# EXERCISE PROMPT:
Return exactly the lines below, starting with the one that has "box: [784, 563, 835, 606]" and going on through the one that has "positive clicks: (1075, 634)".

Stored data entries
○ ○ ○

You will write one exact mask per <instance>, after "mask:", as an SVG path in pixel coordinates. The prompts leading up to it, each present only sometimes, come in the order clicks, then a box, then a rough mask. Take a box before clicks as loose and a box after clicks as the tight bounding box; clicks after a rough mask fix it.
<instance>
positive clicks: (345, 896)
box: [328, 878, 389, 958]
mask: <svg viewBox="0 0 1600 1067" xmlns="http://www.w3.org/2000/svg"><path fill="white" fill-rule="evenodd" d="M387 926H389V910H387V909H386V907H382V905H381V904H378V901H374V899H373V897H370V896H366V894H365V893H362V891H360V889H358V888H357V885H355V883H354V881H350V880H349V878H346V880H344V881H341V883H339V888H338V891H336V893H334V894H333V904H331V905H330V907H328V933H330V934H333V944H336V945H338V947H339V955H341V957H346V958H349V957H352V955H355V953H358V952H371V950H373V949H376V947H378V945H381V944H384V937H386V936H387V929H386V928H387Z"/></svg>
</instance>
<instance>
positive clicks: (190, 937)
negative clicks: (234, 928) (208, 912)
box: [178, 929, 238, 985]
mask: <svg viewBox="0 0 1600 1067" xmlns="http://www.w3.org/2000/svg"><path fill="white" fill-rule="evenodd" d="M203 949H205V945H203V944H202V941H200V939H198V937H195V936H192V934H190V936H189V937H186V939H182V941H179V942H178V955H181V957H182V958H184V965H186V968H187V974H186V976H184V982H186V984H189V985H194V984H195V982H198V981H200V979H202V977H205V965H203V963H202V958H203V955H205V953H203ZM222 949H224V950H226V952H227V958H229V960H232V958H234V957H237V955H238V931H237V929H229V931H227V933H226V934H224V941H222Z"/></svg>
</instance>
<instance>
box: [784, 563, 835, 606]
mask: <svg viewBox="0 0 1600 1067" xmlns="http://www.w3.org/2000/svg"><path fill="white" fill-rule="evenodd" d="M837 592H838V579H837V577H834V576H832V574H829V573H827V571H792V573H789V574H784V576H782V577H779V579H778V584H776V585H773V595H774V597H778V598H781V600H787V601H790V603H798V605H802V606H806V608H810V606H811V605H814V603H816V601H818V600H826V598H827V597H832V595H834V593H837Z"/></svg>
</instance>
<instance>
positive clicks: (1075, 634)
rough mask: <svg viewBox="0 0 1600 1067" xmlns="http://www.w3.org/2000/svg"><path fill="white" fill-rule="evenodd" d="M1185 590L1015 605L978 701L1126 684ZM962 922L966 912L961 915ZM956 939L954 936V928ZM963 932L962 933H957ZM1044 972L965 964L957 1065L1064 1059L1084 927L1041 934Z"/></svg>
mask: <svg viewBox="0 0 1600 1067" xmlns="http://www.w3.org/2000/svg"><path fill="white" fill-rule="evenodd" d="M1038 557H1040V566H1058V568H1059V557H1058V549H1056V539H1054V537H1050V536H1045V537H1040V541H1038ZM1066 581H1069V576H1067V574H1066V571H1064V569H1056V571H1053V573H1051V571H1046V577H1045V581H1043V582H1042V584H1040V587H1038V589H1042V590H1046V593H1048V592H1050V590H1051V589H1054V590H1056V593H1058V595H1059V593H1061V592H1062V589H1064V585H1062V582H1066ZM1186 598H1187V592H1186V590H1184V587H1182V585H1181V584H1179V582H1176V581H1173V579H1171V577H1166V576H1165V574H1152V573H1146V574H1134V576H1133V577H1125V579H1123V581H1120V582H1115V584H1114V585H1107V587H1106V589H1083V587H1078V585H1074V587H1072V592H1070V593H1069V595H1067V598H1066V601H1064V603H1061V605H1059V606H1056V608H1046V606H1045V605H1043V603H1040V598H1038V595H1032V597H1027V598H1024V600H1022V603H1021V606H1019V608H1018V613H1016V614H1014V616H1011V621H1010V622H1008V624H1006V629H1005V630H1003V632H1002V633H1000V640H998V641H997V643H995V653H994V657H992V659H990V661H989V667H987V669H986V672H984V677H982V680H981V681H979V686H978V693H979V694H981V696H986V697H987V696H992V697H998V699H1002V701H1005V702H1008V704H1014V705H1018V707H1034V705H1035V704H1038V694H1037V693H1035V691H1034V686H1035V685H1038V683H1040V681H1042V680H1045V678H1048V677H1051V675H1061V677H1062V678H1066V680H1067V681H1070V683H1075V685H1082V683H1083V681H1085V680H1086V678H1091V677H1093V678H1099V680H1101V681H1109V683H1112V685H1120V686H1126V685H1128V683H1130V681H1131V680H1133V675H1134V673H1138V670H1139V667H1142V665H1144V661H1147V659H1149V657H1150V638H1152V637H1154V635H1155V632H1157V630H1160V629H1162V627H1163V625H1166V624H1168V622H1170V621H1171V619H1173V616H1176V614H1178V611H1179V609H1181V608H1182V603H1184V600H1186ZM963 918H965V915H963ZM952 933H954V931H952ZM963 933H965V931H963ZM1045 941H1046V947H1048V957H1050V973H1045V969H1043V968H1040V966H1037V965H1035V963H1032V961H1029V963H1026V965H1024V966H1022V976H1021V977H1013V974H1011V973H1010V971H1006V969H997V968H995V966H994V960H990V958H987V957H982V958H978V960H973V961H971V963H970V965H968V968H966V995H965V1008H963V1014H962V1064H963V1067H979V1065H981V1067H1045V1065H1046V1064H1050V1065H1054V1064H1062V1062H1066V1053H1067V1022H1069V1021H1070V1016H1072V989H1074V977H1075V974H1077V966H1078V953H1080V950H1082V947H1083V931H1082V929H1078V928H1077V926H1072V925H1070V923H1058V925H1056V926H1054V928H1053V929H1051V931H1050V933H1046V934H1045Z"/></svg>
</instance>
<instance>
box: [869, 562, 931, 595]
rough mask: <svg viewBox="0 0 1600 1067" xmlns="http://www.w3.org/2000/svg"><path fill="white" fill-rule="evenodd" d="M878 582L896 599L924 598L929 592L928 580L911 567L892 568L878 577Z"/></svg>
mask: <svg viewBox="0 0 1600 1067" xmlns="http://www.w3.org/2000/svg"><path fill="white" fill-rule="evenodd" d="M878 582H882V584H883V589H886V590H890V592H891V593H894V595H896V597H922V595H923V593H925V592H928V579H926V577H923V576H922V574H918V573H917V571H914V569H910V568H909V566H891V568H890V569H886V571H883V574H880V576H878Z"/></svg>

○ ○ ○

# OUTPUT FOR THIS TASK:
box: [784, 563, 835, 606]
mask: <svg viewBox="0 0 1600 1067" xmlns="http://www.w3.org/2000/svg"><path fill="white" fill-rule="evenodd" d="M837 592H838V579H837V577H834V576H832V574H829V573H827V571H792V573H789V574H784V576H782V577H779V579H778V584H776V585H773V595H774V597H778V598H781V600H787V601H790V603H798V605H802V606H806V608H810V606H811V605H814V603H816V601H818V600H826V598H827V597H832V595H834V593H837Z"/></svg>
</instance>
<instance>
positive clicks: (1075, 634)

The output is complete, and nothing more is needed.